WORK TO COMPLETE: Copy the lines in the records below verbatim, from the line containing "# point at: camouflage netting" through the line containing "x=379, y=260", with both of those lines included.

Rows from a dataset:

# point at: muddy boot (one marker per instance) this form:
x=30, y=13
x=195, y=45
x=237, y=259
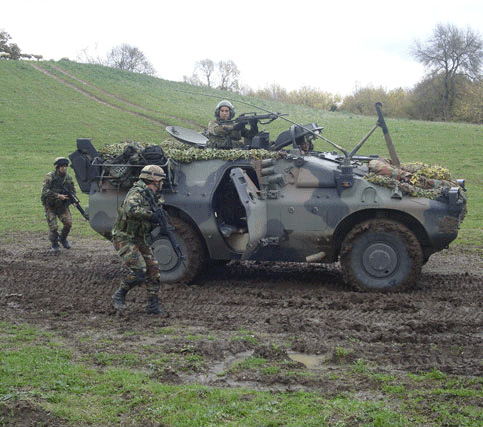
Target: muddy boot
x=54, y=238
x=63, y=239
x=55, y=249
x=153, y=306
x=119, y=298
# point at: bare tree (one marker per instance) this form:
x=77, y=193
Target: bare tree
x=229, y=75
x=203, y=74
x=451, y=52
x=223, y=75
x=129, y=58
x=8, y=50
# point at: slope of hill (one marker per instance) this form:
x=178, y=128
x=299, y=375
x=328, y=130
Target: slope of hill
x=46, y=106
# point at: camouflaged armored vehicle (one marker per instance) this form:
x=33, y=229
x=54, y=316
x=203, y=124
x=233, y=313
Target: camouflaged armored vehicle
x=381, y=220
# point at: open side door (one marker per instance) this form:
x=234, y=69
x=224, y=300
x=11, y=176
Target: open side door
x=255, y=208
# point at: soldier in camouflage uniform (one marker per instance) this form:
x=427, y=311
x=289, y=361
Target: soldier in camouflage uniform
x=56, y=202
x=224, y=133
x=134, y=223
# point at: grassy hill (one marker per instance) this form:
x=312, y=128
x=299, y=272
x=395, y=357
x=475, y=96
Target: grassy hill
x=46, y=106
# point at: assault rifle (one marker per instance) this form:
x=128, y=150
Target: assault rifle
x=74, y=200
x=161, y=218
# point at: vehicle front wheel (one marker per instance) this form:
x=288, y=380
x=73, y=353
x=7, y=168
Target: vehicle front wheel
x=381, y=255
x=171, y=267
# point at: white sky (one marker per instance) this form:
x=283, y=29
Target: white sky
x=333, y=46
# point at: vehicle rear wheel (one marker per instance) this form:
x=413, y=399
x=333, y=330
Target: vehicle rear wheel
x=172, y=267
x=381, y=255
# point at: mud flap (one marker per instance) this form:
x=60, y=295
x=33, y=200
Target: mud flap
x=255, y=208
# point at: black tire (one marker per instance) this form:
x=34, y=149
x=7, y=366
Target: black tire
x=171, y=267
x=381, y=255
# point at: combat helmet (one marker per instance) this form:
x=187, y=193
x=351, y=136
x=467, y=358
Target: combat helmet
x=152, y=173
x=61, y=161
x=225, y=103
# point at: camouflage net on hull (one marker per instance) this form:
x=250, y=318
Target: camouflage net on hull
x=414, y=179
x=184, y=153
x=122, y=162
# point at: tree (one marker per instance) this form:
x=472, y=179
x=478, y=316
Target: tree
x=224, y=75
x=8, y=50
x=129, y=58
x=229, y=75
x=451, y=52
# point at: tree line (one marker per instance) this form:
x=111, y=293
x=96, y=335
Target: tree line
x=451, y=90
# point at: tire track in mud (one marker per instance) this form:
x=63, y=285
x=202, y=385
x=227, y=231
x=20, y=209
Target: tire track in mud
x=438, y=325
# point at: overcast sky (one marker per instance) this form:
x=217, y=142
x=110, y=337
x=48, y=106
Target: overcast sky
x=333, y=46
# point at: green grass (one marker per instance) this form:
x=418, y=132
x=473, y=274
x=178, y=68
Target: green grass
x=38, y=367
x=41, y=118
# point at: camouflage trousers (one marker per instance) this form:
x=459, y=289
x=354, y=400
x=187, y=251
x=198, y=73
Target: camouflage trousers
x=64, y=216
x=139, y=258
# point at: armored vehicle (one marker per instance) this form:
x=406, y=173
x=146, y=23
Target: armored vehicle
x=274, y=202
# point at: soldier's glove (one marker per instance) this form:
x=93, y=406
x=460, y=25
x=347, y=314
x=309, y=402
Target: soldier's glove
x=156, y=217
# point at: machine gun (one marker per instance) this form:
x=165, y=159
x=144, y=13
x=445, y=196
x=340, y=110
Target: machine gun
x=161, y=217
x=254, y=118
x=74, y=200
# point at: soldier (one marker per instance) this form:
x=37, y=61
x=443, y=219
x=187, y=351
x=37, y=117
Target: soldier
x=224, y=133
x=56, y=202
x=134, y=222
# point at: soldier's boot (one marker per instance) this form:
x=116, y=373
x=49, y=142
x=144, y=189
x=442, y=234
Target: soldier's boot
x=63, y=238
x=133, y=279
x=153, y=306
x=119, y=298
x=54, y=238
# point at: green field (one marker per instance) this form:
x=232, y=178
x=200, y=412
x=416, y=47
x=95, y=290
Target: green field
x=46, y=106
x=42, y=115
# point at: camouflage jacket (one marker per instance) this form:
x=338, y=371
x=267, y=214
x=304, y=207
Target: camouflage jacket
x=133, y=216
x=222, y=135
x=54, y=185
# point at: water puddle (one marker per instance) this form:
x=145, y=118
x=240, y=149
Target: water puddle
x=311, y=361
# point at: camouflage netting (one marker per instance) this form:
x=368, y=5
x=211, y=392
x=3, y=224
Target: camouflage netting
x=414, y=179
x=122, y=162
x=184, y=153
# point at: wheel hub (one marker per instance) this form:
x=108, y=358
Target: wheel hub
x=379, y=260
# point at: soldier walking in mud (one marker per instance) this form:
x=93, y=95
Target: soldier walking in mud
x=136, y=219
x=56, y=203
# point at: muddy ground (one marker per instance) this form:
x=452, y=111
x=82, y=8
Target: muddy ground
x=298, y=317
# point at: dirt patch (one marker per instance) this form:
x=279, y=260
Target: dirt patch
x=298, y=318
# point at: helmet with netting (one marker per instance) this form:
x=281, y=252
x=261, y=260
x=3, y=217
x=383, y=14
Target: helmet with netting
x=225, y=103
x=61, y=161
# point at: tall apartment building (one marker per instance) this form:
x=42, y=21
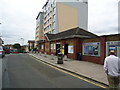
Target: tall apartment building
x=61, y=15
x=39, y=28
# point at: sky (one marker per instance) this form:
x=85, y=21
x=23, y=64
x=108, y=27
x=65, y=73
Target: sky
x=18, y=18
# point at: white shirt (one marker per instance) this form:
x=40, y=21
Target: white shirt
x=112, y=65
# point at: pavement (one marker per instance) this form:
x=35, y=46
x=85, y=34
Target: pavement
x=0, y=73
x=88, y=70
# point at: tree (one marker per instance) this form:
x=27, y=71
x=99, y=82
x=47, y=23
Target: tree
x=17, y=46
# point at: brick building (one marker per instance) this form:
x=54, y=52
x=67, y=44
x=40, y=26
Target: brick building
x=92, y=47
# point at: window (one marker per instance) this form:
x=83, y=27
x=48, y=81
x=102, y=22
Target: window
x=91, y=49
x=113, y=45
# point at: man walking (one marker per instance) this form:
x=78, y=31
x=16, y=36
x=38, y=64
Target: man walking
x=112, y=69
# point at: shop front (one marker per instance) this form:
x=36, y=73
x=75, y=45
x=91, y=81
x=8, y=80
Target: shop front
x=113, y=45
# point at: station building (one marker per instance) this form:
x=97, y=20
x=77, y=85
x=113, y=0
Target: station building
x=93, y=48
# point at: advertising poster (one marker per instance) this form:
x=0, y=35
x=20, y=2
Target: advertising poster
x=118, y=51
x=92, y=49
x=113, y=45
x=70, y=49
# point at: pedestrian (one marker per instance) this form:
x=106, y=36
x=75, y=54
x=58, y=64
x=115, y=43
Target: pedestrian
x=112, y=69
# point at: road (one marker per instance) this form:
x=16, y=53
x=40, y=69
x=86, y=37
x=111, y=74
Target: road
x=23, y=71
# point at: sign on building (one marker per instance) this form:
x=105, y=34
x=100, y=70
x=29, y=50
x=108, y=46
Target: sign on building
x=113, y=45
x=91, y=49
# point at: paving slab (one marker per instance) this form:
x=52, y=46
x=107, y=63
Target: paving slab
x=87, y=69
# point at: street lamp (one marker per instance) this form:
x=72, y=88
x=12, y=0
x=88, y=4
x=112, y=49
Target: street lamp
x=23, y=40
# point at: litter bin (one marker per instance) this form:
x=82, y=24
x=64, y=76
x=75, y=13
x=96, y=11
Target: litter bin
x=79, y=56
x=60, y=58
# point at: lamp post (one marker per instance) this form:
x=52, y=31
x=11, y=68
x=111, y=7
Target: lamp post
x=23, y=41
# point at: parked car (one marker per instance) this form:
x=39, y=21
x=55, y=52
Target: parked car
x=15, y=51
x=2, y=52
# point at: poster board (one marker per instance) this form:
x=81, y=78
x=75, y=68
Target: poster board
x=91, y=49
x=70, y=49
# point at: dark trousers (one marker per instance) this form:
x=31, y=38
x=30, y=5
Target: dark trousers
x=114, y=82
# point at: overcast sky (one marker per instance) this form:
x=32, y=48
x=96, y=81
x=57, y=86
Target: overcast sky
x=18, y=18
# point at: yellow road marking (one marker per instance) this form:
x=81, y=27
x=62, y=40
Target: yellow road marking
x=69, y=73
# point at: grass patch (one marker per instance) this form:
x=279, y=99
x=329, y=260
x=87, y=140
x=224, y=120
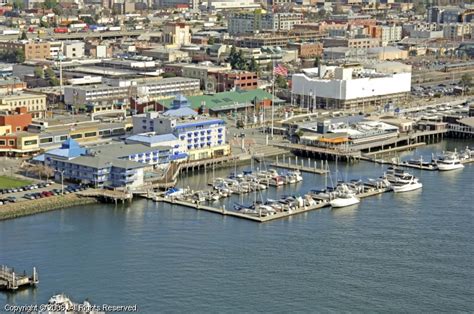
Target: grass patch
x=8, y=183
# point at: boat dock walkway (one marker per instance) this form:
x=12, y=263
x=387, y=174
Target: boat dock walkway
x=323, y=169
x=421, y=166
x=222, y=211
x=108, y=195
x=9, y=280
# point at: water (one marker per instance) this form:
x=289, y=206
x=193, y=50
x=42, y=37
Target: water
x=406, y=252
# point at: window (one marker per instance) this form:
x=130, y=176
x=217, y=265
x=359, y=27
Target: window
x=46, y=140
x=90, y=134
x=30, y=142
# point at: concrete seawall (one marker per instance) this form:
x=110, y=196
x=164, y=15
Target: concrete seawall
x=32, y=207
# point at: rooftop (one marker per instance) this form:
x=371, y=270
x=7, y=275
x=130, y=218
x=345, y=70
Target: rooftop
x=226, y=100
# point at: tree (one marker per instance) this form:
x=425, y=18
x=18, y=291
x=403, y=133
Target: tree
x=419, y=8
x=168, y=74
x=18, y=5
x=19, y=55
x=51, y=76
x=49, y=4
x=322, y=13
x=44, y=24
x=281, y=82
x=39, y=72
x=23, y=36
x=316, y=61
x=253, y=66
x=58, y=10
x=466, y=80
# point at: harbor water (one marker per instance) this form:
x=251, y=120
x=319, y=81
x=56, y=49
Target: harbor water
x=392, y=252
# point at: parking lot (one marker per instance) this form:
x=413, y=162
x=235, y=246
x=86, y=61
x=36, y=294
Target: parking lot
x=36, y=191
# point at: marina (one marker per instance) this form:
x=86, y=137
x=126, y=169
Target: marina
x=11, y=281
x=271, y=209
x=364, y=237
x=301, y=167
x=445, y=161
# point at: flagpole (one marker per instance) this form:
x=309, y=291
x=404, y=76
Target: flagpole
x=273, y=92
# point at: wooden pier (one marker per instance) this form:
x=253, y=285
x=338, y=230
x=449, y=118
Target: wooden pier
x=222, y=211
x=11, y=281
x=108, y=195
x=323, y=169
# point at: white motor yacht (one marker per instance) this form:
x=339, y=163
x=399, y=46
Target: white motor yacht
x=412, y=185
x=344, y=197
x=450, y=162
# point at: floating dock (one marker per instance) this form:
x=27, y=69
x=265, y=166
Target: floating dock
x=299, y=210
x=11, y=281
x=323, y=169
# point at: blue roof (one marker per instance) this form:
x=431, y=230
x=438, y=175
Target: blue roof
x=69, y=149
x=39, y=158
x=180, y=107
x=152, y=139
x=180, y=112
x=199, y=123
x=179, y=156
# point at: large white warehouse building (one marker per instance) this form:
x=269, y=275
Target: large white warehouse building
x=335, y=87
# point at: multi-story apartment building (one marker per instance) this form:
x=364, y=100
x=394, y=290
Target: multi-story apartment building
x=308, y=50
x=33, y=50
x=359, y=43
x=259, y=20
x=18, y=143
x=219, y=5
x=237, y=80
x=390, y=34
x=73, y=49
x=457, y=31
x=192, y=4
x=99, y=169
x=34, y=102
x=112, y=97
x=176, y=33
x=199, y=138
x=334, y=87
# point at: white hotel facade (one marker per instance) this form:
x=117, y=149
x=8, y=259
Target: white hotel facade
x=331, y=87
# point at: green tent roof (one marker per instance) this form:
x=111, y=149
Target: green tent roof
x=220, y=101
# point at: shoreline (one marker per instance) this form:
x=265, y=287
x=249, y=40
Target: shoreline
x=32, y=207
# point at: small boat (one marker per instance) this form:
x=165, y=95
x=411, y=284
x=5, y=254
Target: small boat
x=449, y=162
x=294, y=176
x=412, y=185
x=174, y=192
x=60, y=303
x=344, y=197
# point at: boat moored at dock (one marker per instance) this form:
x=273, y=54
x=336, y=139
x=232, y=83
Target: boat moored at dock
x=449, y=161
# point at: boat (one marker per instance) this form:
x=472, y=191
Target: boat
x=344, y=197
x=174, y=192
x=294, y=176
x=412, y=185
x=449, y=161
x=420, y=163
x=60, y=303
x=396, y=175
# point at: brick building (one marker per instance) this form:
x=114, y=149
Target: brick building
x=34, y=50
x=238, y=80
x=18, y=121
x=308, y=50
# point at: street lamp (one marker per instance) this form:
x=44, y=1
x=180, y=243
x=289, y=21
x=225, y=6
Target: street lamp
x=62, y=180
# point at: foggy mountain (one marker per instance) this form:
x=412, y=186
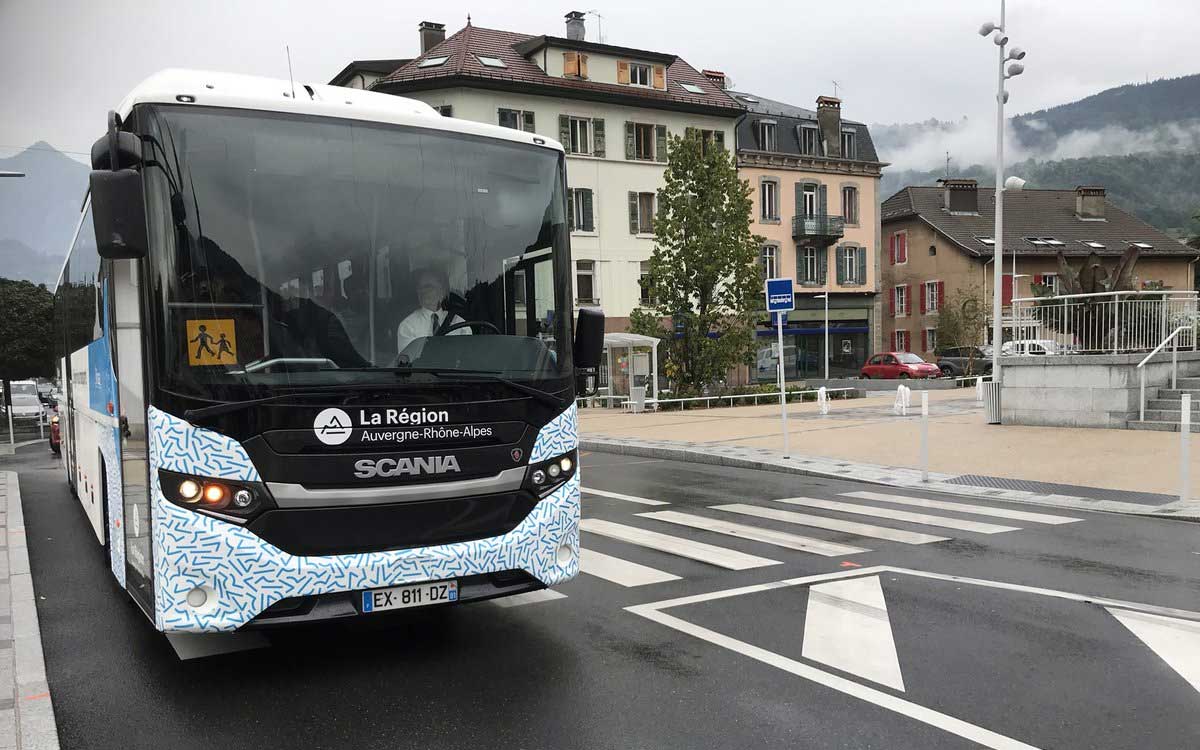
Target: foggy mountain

ANSWER FOR THIS EXERCISE:
# point at: camouflage netting (one marker per instance) this form:
x=368, y=5
x=211, y=392
x=3, y=224
Target: camouflage netting
x=414, y=179
x=122, y=162
x=184, y=153
# point at: wheel hub (one marker per instance) this form:
x=108, y=358
Target: wheel hub
x=379, y=260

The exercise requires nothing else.